## [Page text]
◇ ◇ ◇
José Kanté Martínez (born 27 September 1990) is a professional footballer who plays as a forward for J.League club Urawa Red Diamonds. Born in Spain, he represented the Guinea national team internationally.

Club career
Born in Sabadell, Province of Barcelona, Catalonia, Spain, Kanté only played lower league or amateur football in his country of birth initially, representing CE Manresa, UE Rubí, AE Prat (all in his native region) and Atlético Malagueño. He scored his first goal in the Segunda División B while at the service of the third club, in a 2–1 away win against CF Badalona on 11 November 2012.

In June 2014, Kanté signed with Cypriot First Division side AEK Larnaca FC, where he shared teams with a host of compatriots. He played his first top-flight game on 31 August of that year, coming on as a second-half substitute in the 0–2 home loss to APOEL FC.

Kanté moved to the Polish Ekstraklasa in January 2016, going on to remain several years in the country with Górnik Zabrze and Wisła Płock. In the 2016–17 season he scored ten goals, helping to a final ninth-place finish.

On 18 June 2018, Kanté signed for Legia Warsaw in the same league. The following 31 January, he joined Gimnàstic de Tarragona on loan for the remainder of the campaign in the Segunda División.

Kanté terminated his Legia contract by mutual consent on 23 February 2021. On 10 March, he moved to Kazakhstan Premier League club FC Kairat on a deal until December 2022, but left four months after it expired.

On 27 August 2022, Kanté joined Cangzhou Mighty Lions F.C. on a free transfer. On 24 September, in his third appearance and first start in the Chinese Super League, he scored all of his team's goals in a 4–3 victory over leaders Wuhan Three Towns FC, which ended the opponent's 17-game unbeaten run since getting promoted the previous season.

International career
Of Guinean descent, Kanté opted to represent that nation even though he did not speak French nor any of the local dialects when he was first summoned by manager Kanfory Lappé Bangoura in November 2016. He earned his first cap on the 13th, playing 25 minutes in a 1–2 home defeat against DR Congo for the 2018 FIFA World Cup qualifiers.
◇ ◇ ◇
## [Records provided]
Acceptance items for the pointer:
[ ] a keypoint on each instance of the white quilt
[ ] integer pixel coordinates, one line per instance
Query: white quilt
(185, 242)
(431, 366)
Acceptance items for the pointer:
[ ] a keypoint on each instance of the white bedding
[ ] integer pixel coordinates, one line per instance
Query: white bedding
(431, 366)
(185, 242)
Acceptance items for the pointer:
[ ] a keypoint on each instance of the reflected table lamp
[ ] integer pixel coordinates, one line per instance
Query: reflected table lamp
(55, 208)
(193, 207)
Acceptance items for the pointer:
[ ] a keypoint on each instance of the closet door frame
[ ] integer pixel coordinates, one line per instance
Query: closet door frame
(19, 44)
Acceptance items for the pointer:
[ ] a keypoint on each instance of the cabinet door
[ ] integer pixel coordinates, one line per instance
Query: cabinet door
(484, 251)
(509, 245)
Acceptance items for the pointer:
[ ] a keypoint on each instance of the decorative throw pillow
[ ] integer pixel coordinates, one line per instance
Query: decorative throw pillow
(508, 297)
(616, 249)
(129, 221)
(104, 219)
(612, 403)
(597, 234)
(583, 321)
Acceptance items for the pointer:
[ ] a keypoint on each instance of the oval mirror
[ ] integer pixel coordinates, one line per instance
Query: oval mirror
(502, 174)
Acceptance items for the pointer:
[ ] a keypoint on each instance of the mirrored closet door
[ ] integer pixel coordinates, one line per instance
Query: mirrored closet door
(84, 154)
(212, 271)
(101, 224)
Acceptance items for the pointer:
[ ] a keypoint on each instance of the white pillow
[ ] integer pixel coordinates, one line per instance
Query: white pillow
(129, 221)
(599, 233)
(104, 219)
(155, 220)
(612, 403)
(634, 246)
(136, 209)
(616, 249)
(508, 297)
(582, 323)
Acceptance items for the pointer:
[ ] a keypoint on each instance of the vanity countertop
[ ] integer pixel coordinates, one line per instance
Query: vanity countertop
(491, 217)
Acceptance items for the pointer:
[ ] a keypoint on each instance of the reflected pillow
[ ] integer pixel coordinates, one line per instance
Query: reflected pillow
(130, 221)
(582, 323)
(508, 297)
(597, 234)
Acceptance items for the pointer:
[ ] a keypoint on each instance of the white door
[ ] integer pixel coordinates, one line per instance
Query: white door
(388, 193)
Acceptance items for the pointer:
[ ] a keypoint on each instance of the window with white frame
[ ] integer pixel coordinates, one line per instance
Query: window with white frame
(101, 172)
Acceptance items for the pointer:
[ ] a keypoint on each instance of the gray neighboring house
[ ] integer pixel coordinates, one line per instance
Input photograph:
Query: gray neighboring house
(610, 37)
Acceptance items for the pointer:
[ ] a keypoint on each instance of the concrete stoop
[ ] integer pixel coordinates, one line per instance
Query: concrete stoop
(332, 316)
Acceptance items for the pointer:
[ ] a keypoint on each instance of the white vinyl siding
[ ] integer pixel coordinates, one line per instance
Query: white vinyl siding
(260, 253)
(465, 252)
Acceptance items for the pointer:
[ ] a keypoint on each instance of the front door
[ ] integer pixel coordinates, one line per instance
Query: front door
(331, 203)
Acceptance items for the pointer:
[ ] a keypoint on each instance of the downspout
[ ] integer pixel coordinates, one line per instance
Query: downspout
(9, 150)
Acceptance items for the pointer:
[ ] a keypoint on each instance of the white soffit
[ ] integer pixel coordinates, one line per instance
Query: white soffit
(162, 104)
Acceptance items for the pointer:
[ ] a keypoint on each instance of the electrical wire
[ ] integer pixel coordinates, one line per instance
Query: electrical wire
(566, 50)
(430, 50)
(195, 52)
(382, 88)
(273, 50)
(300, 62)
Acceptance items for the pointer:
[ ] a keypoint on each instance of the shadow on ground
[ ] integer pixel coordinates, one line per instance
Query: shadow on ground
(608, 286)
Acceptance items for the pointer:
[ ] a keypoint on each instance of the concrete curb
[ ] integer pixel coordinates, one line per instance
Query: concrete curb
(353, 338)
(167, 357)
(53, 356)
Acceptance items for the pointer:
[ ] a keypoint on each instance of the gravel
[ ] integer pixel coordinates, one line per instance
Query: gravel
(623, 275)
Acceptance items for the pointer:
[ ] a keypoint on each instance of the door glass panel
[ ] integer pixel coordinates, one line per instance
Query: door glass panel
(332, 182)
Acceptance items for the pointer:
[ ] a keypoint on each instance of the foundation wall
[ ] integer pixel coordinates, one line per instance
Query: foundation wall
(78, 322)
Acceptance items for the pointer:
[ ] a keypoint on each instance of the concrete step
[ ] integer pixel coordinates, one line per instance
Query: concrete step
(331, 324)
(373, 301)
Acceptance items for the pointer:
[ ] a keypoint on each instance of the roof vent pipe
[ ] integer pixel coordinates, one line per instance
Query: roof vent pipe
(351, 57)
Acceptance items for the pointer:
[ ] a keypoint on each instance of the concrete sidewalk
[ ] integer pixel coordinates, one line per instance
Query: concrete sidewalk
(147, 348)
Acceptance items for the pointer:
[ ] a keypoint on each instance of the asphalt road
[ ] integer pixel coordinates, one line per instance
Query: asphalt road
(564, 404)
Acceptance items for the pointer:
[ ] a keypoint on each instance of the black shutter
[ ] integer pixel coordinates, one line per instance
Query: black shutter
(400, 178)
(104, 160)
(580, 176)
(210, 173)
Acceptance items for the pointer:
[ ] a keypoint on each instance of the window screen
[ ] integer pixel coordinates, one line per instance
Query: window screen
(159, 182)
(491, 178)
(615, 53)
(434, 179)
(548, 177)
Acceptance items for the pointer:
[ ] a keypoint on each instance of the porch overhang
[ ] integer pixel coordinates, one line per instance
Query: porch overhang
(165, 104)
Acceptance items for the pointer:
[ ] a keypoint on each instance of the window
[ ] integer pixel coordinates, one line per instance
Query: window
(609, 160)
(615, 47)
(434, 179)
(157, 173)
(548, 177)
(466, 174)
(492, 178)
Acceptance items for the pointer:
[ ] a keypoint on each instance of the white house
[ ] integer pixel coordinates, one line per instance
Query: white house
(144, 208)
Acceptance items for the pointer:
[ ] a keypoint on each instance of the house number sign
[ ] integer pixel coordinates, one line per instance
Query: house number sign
◇ ◇ ◇
## [To do]
1. Write out everything in the footballer biography from "On 18 June 2018, Kanté" down to "after it expired.", word for word.
2. Return each line of the records that contains the word "throw".

## [Solution list]
1.
On 18 June 2018, Kanté signed for Legia Warsaw in the same league. The following 31 January, he joined Gimnàstic de Tarragona on loan for the remainder of the campaign in the Segunda División.

Kanté terminated his Legia contract by mutual consent on 23 February 2021. On 10 March, he moved to Kazakhstan Premier League club FC Kairat on a deal until December 2022, but left four months after it expired.

2.
[ ] a keypoint on each instance of the decorative throw pillow
Query: decorative throw pillow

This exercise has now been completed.